Associated Production Evidence against Higgs Impostors and Anomalous Couplings

TL;DR

The paper investigates whether the 125 GeV particle X is the SM-like $J^P = 0^+$ Higgs or a non-SM impostor by studying the energy dependence of associated production with vector bosons ($V+X$) and vector-boson fusion (VBF). It formalizes HVV couplings, including minimal $0^+$, pseudoscalar $0^-$, graviton-like $2^+$, and dimension-six operators, and defines energy-growth observables $R_{AP}(X)$ and $R_{VBF}$. Using Tevatron V+X signals and LHC upper limits, it shows that the spin-2 hypothesis would predict too-large cross sections and is disfavored, while the data are compatible with a minimal $0^+$ scenario; comparable conclusions hold when examining $0^-$ and certain non-minimal couplings, with VBF data providing weaker but supportive constraints. The results bolster the interpretation of X as a $J^P = 0^+$ Higgs with SM-like couplings and highlight how future 14 TeV data could sharpen limits on non-minimal HVV interactions through energy-dependent observables.

| GIVEN INSTRUCTION |
In the summary above, which hypothesis is disfavored because it would predict cross sections that are too large?

[Data extracted from a collection]

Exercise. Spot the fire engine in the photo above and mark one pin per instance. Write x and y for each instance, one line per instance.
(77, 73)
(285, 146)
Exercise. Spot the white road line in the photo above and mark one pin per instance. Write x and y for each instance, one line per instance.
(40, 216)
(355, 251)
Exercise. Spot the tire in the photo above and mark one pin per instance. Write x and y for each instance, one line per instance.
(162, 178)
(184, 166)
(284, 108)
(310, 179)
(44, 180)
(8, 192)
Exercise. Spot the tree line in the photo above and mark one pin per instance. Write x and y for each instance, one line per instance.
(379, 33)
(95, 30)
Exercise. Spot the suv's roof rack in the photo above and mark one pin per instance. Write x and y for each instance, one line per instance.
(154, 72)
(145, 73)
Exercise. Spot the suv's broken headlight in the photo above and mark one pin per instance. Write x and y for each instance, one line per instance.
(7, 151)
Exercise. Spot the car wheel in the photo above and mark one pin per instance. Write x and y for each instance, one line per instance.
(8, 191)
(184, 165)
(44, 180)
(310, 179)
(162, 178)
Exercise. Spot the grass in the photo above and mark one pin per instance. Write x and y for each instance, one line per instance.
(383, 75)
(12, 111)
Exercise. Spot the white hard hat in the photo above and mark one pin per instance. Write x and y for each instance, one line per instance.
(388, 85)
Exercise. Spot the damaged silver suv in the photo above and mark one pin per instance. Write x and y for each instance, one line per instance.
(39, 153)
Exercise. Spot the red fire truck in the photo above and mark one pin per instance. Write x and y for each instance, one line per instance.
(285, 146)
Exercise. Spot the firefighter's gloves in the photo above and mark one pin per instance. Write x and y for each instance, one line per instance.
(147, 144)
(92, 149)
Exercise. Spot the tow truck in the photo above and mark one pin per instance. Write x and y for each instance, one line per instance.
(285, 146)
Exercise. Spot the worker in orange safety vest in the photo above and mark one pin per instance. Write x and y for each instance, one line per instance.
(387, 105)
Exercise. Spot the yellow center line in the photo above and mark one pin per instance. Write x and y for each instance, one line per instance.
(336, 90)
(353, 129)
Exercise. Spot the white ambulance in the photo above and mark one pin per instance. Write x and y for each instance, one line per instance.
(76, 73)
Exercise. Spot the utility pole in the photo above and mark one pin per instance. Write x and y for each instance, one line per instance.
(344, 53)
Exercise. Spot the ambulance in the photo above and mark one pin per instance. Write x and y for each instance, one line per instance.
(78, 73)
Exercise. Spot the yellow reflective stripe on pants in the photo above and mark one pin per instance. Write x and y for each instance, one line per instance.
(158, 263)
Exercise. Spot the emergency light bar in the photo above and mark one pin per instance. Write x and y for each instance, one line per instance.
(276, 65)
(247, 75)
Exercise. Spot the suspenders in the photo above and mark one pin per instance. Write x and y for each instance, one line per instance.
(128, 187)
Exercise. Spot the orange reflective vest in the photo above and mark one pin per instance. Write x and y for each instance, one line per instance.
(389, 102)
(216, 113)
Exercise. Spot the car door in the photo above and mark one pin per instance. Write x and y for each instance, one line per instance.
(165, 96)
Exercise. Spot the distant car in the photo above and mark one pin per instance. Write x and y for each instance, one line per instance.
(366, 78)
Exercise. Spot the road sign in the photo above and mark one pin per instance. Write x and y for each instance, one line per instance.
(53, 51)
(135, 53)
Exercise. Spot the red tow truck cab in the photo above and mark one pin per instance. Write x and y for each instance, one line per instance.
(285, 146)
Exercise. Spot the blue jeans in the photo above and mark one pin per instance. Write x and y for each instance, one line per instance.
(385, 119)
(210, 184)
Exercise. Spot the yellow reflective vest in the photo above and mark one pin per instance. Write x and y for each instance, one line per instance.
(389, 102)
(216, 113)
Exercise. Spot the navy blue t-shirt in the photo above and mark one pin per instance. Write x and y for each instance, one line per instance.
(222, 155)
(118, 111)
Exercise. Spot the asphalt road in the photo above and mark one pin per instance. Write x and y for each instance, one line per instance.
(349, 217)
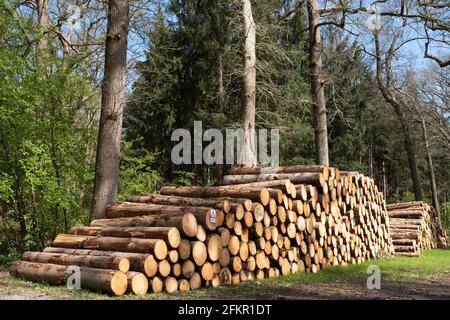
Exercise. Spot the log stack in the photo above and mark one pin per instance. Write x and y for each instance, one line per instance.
(415, 227)
(263, 222)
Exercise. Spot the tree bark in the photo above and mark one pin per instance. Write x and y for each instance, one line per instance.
(434, 193)
(43, 22)
(248, 154)
(109, 281)
(100, 262)
(388, 94)
(317, 84)
(411, 153)
(113, 100)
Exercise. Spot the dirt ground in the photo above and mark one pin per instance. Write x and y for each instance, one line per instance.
(352, 288)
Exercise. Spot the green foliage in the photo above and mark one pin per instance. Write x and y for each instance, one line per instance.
(445, 215)
(136, 173)
(47, 137)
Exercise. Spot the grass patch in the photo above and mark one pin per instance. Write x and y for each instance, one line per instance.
(432, 264)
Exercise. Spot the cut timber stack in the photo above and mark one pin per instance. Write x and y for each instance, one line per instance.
(262, 223)
(415, 227)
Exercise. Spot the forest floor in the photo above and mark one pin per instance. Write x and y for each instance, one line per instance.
(427, 277)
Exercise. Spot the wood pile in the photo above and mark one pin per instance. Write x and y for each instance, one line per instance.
(263, 222)
(415, 227)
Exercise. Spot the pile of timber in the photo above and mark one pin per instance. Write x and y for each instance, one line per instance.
(415, 227)
(262, 223)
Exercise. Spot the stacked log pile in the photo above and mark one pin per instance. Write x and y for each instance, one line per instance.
(263, 222)
(415, 227)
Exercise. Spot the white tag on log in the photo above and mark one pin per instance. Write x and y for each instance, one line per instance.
(213, 219)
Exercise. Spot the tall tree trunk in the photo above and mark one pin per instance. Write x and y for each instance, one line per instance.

| REPLY |
The spin-2 hypothesis